§ **出された問題 1**: 抜き出した文章では、2019年時点で報酬が一番高くなる世話人の配置はどれだとされていますか。

§ **抜き出した文章**:
+++

こんにちは、ヨシカワです。
弊所は愛知県、名古屋市エリアで、障害福祉を中心に活動する行政書士事務所です。
今、世間ではグループホームでの起業が静かなブーム(?)になっているようで、しばしば「儲かると聞いて調べているのですが、実際のところどうなんですか」というお問い合わせを多くいただくようになりました。
そこで、グループホームの収支をご自身で考えるための参考記事を作成いたしました。
事業計画の参考になれば幸いです。
グループホームの全体像をおさえたい方は、以下の記事もご確認ください。
お手元に事業者ハンドブックをご用意のうえ、読んでいただけるとより理解が深まります。
気になるところから読む
グループホームの入金額計算
収支シミュレートを行うための前提知識
「世話人軸×利用者軸」2つの要素から、報酬額が決定されます。
前提1:世話人の配置数によって、報酬額が変動する
世話人軸です。
「手厚い支援を提供する事業所に、多くの報酬を」が制度の基本設計であり、2019年時点では世話人配置4:1が最も高額となります。
それぞれの意味は、以下のとおりです。

+++

§ **表示された情報**:
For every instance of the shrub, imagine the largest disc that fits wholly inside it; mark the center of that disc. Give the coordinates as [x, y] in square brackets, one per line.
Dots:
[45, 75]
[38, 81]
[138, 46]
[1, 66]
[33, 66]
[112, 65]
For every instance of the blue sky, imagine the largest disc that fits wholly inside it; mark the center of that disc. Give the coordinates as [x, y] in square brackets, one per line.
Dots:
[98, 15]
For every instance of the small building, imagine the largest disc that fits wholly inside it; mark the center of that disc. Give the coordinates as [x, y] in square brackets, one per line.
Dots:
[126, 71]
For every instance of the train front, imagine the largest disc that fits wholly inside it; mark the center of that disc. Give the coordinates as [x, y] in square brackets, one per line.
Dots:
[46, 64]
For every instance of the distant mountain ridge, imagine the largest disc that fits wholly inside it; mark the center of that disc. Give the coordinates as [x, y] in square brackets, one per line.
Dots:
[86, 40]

+++

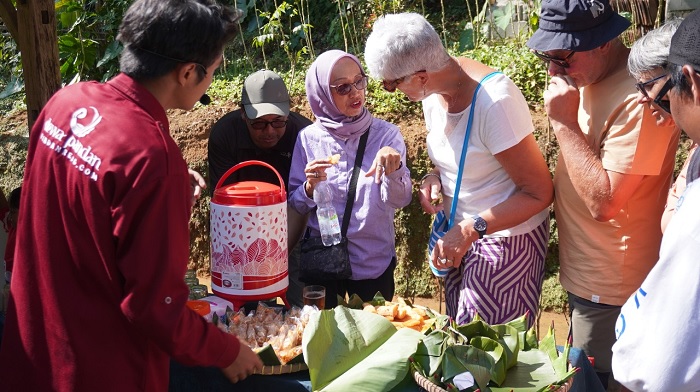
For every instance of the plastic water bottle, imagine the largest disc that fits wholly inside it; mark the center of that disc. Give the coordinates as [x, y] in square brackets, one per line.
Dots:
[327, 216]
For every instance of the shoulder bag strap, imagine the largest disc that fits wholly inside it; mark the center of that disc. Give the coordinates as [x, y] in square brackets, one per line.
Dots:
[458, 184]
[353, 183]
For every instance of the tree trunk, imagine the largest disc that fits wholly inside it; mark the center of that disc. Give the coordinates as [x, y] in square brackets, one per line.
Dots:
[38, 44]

+++

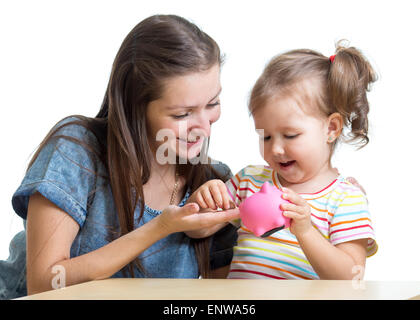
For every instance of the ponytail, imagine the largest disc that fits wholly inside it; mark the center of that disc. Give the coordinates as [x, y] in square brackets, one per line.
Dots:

+++

§ **出された問題 2**: 上の項目のうち、「imagine」という語が入っている行を一つ残らず返してください。

§ **できた答え 1**: 世話人配置4:1です。

§ **できた答え 2**:
For every instance of the shrub, imagine the largest disc that fits wholly inside it; mark the center of that disc. Give the coordinates as [x, y] in square brackets, one per line.
For every instance of the blue sky, imagine the largest disc that fits wholly inside it; mark the center of that disc. Give the coordinates as [x, y] in square brackets, one per line.
For every instance of the small building, imagine the largest disc that fits wholly inside it; mark the center of that disc. Give the coordinates as [x, y] in square brackets, one per line.
For every instance of the train front, imagine the largest disc that fits wholly inside it; mark the center of that disc. Give the coordinates as [x, y] in square brackets, one per line.
For every instance of the distant mountain ridge, imagine the largest disc that fits wholly inside it; mark the center of that disc. Give the coordinates as [x, y] in square brackets, one per line.
For every instance of the plastic water bottle, imagine the largest disc that fits wholly inside it; mark the center of that disc. Give the coordinates as [x, y] in square brackets, one per line.
For every instance of the shoulder bag strap, imagine the largest disc that fits wholly inside it; mark the center of that disc. Give the coordinates as [x, y] in square brackets, one per line.
For every instance of the tree trunk, imagine the largest disc that fits wholly inside it; mark the center of that disc. Give the coordinates as [x, y] in square brackets, one per line.
For every instance of the ponytail, imagine the largest disc that fits wholly inside it; mark the center of that disc. Give the coordinates as [x, y] in square brackets, one per line.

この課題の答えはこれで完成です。